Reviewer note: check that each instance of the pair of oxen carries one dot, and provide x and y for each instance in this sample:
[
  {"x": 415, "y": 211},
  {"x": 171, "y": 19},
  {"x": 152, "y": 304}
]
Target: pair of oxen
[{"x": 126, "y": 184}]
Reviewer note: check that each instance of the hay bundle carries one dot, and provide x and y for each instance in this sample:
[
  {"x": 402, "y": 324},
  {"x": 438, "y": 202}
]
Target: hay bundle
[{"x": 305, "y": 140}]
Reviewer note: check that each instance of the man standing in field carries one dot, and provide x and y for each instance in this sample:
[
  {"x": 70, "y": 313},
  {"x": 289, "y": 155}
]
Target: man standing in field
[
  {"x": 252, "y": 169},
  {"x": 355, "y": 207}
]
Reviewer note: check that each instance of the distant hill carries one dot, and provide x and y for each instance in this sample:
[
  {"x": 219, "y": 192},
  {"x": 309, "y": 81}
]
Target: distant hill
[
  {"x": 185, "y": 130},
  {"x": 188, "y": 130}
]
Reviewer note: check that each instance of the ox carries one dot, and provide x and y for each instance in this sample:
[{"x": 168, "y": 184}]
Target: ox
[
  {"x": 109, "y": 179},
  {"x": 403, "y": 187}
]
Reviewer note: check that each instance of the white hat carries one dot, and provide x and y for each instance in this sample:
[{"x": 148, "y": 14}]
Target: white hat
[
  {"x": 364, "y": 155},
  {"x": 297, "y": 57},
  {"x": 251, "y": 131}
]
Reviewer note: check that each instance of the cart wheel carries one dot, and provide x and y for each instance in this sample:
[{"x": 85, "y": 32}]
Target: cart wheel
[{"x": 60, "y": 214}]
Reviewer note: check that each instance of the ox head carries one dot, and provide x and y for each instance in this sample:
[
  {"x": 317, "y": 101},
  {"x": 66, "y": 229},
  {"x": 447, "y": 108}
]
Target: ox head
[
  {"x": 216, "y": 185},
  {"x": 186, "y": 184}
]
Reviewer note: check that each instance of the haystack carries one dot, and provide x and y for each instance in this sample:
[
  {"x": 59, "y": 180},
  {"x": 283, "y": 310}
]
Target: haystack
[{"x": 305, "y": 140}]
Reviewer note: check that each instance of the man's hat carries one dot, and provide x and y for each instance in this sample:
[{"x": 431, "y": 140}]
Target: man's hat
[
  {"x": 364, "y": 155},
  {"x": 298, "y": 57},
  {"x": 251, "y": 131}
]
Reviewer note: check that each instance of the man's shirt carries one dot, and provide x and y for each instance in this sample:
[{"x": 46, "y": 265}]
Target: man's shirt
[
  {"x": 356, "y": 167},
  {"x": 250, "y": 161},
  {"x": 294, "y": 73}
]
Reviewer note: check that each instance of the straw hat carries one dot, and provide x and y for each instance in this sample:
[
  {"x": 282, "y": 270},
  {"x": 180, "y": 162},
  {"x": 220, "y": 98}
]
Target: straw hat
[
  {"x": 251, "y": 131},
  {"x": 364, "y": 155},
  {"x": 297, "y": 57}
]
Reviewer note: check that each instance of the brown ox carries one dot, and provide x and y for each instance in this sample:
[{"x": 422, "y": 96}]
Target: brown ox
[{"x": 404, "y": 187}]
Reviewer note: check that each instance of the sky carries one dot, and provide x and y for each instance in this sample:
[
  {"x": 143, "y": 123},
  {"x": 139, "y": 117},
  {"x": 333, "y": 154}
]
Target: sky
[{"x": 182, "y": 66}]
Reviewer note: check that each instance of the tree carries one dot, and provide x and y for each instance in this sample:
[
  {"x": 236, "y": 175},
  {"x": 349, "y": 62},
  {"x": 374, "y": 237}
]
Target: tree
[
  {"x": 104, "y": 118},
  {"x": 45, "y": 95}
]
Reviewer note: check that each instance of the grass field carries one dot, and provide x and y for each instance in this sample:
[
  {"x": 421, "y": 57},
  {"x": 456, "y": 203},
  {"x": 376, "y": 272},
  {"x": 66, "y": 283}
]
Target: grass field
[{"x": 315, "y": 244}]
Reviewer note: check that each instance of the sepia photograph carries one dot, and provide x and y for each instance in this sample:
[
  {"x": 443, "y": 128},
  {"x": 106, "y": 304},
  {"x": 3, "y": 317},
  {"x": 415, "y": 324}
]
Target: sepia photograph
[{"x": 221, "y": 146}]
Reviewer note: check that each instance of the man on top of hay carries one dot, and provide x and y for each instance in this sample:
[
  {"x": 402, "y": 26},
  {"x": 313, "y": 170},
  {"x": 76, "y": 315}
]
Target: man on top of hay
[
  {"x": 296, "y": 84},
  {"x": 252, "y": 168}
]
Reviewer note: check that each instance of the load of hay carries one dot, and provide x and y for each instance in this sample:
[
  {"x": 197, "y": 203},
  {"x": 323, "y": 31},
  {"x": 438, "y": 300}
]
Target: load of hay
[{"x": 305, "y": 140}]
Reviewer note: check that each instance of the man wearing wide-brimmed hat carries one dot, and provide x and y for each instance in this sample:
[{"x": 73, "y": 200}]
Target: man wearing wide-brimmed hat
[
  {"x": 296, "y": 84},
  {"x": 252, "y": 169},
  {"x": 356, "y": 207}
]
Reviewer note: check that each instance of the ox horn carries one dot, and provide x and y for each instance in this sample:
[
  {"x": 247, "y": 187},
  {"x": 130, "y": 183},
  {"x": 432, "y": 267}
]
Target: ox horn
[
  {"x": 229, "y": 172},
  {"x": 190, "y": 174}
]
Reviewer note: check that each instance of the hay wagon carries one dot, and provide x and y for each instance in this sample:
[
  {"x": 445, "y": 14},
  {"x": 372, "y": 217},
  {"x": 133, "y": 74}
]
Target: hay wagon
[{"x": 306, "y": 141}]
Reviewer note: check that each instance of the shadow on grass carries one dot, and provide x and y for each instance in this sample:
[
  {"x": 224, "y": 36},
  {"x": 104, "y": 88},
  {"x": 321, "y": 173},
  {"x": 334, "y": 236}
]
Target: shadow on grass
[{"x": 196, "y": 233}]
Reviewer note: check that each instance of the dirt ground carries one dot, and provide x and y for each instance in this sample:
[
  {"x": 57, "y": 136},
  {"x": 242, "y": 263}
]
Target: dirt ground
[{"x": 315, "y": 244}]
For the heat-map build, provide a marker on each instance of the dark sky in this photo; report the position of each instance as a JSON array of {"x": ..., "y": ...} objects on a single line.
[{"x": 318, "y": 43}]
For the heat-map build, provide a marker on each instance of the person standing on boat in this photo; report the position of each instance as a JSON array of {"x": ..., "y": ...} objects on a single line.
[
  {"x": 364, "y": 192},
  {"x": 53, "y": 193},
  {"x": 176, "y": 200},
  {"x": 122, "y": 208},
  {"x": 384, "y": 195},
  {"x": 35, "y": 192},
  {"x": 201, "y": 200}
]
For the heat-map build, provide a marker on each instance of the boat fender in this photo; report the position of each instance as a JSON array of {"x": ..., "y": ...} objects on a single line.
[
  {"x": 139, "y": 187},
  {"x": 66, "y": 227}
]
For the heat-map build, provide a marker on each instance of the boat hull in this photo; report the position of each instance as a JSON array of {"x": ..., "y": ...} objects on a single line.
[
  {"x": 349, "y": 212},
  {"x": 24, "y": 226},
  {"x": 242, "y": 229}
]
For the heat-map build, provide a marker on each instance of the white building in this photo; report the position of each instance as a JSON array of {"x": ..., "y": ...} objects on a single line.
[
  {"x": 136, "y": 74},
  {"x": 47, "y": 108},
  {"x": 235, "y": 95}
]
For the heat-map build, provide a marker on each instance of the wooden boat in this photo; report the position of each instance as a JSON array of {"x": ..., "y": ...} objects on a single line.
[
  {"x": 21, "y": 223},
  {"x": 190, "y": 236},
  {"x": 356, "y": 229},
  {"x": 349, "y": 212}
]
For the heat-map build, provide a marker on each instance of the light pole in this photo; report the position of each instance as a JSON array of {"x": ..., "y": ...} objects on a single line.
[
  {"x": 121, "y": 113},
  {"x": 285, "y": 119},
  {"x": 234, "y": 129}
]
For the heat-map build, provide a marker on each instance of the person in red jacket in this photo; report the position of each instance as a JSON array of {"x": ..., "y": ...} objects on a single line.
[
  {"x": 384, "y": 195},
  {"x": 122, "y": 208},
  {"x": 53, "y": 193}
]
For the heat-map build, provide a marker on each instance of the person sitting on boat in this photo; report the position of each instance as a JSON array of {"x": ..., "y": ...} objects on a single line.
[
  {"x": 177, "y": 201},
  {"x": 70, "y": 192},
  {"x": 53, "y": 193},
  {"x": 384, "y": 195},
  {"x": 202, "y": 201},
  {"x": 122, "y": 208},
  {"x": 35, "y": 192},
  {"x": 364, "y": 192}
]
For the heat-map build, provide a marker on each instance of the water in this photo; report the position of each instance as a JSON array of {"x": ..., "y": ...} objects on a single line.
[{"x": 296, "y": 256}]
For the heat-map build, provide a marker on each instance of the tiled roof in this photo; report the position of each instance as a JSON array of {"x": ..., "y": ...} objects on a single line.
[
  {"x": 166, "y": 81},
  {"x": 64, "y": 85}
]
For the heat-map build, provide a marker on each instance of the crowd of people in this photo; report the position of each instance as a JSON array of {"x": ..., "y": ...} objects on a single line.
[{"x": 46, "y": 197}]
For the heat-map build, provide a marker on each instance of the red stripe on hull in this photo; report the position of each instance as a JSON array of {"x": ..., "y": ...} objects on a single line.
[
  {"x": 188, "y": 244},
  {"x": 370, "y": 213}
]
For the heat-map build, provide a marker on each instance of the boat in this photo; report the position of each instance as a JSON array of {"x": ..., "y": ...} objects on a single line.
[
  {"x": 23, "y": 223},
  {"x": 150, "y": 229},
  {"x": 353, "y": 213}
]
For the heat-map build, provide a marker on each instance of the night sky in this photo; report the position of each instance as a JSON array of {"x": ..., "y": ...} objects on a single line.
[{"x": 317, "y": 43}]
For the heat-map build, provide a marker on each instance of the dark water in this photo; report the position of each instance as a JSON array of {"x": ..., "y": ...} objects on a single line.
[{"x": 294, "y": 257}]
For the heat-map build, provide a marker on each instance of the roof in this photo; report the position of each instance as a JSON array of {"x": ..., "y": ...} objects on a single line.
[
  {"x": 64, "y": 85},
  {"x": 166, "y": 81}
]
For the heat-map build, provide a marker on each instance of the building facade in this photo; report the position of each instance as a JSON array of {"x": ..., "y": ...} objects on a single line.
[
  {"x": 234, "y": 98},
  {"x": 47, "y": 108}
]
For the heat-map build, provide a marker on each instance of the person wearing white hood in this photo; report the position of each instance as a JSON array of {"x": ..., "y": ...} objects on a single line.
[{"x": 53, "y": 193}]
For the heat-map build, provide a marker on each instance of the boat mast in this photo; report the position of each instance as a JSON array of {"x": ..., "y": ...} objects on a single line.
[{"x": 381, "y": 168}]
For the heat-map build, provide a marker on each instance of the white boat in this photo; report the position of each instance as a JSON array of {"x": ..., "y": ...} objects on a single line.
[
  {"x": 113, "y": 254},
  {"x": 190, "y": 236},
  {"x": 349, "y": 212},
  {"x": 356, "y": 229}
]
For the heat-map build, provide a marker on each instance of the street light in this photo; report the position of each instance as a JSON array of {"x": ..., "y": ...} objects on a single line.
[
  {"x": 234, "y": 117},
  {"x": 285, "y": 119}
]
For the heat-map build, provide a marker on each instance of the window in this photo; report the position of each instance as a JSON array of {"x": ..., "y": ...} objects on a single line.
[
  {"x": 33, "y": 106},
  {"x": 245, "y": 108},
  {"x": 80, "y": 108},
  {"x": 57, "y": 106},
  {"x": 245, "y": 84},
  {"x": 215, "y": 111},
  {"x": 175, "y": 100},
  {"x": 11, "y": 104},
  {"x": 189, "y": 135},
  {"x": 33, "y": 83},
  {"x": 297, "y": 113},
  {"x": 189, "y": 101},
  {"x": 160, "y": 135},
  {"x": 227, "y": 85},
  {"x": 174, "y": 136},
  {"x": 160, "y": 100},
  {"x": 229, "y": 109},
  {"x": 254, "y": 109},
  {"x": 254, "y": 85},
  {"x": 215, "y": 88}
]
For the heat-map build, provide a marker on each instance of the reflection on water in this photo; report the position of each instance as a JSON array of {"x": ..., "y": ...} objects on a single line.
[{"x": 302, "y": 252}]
* * *
Assignment:
From the top of the material above, please transcribe each line exactly. Include the line with "Reviewer note: check that each instance of the ox carries" and end there.

Response:
Reviewer note: check that each instance of the pair of oxen carries one dot, and provide x and y for each instance in this sample:
[
  {"x": 415, "y": 211},
  {"x": 171, "y": 19},
  {"x": 152, "y": 304}
]
Target: pair of oxen
[{"x": 126, "y": 184}]
Reviewer note: check that each instance of the hay bundle carries one dot, and provide x and y for each instance in this sample:
[
  {"x": 402, "y": 324},
  {"x": 438, "y": 202}
]
Target: hay bundle
[{"x": 305, "y": 140}]
Reviewer note: check that each instance of the man standing in field carries one dot, and provide x and y for each instance in this sample:
[
  {"x": 70, "y": 313},
  {"x": 289, "y": 155}
]
Target: man standing in field
[
  {"x": 252, "y": 169},
  {"x": 355, "y": 207}
]
Reviewer note: check that each instance of the distant hill carries one dot, and provide x and y for each instance in this sample:
[
  {"x": 219, "y": 192},
  {"x": 309, "y": 81}
]
Target: distant hill
[
  {"x": 185, "y": 130},
  {"x": 188, "y": 130}
]
Reviewer note: check that each instance of the ox carries one dot, and provide x and y for each instance in this sample:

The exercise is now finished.